Document segment:
|---|

It’s important to note that when she’s not running for office, when she’s in a particular job, her approval ratings are exceptionally high. She was not a divisive senator, an unpopular First Lady, or a troubled Secretary of State. People decisively approved of her in all of these roles. That says something about how we view women at work vs. how we view women seeking work, but it also says that people view her as being competent and strong at her job.

Temperament and Leadership Style

For me, the greatest asset Hillary Clinton brings as a presidential candidate is her style of leadership. Ezra Klein wrote a terrific piece on Vox about her history of listening to voters and crafting policy based on the direct needs of her constituents (there’s also a video version of the same article, if you prefer). In summary, Clinton is unique among modern politicians in that she is not dogmatic, she does not act wholly of her own gut instincts, but rather she is shrewd, careful, and open to outside ideas and suggestions. This can come across as vagueness, or even a sense that she’s hiding things. But she’s not cagey. She’s wise.

Hillary Clinton is not a transformative public speaker. She has never brought a room to its feet through sheer energy and force of will. Her words are extremely thought-out and practiced, and it shows. This hurt her greatly in 2008, against the charismatic and exciting Barack Obama, and it may be hurting her amongst some voters again in 2016, when her opponent is all noise and bluster. But the words she chooses to use are telling, and regardless of her ability to deliver speeches, her ideas are no less than revolutionary in global politics.

It’s more than the fact that she’s a woman running for the highest office in the richest country on Earth. It’s the way that feminism defines her foreign and domestic policy which provides the potential for significant change. Feminism is more than a slogan, it’s a doctrine which weakens extremists and broadens ties internationally. Hillary Clinton has been one of the world’s leading advocates for women’s issues because she knows, and has said, that the better conditions are for women in any given country, the better off that country is by any metric.

|---|

Material provided:

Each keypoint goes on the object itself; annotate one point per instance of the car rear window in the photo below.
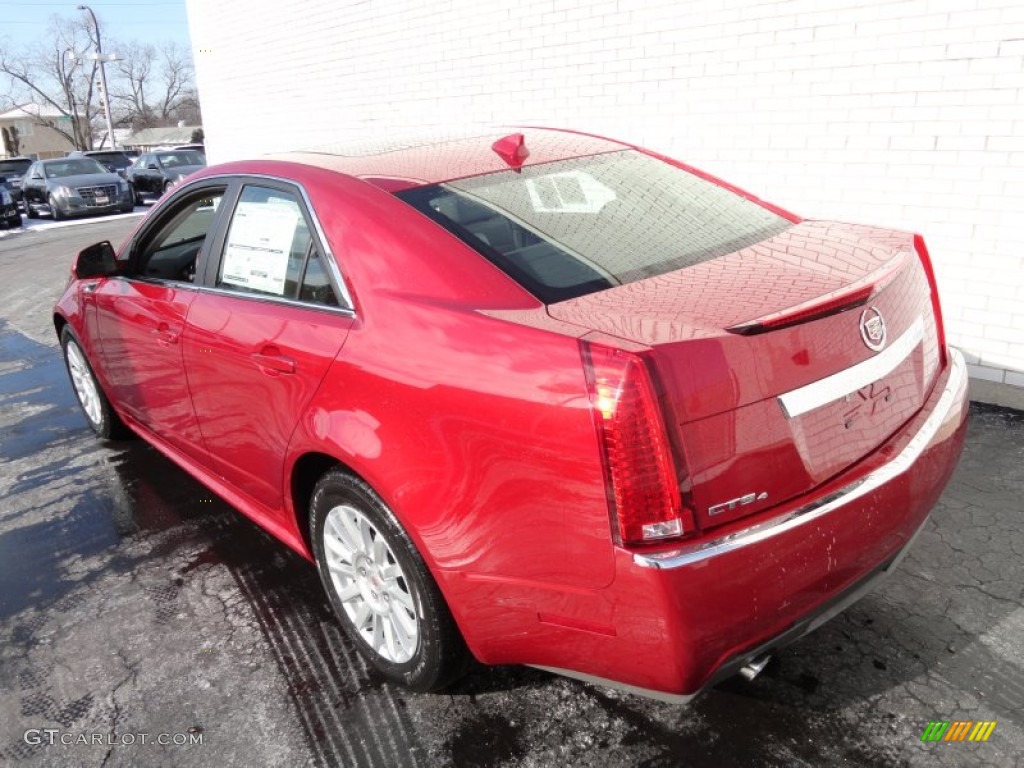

|---|

Set problem: Copy the full passage above on Hillary Clinton's approval ratings and leadership style word for word, keeping its heading and paragraph breaks.

Final result:
It’s important to note that when she’s not running for office, when she’s in a particular job, her approval ratings are exceptionally high. She was not a divisive senator, an unpopular First Lady, or a troubled Secretary of State. People decisively approved of her in all of these roles. That says something about how we view women at work vs. how we view women seeking work, but it also says that people view her as being competent and strong at her job.

Temperament and Leadership Style

For me, the greatest asset Hillary Clinton brings as a presidential candidate is her style of leadership. Ezra Klein wrote a terrific piece on Vox about her history of listening to voters and crafting policy based on the direct needs of her constituents (there’s also a video version of the same article, if you prefer). In summary, Clinton is unique among modern politicians in that she is not dogmatic, she does not act wholly of her own gut instincts, but rather she is shrewd, careful, and open to outside ideas and suggestions. This can come across as vagueness, or even a sense that she’s hiding things. But she’s not cagey. She’s wise.

Hillary Clinton is not a transformative public speaker. She has never brought a room to its feet through sheer energy and force of will. Her words are extremely thought-out and practiced, and it shows. This hurt her greatly in 2008, against the charismatic and exciting Barack Obama, and it may be hurting her amongst some voters again in 2016, when her opponent is all noise and bluster. But the words she chooses to use are telling, and regardless of her ability to deliver speeches, her ideas are no less than revolutionary in global politics.

It’s more than the fact that she’s a woman running for the highest office in the richest country on Earth. It’s the way that feminism defines her foreign and domestic policy which provides the potential for significant change. Feminism is more than a slogan, it’s a doctrine which weakens extremists and broadens ties internationally. Hillary Clinton has been one of the world’s leading advocates for women’s issues because she knows, and has said, that the better conditions are for women in any given country, the better off that country is by any metric.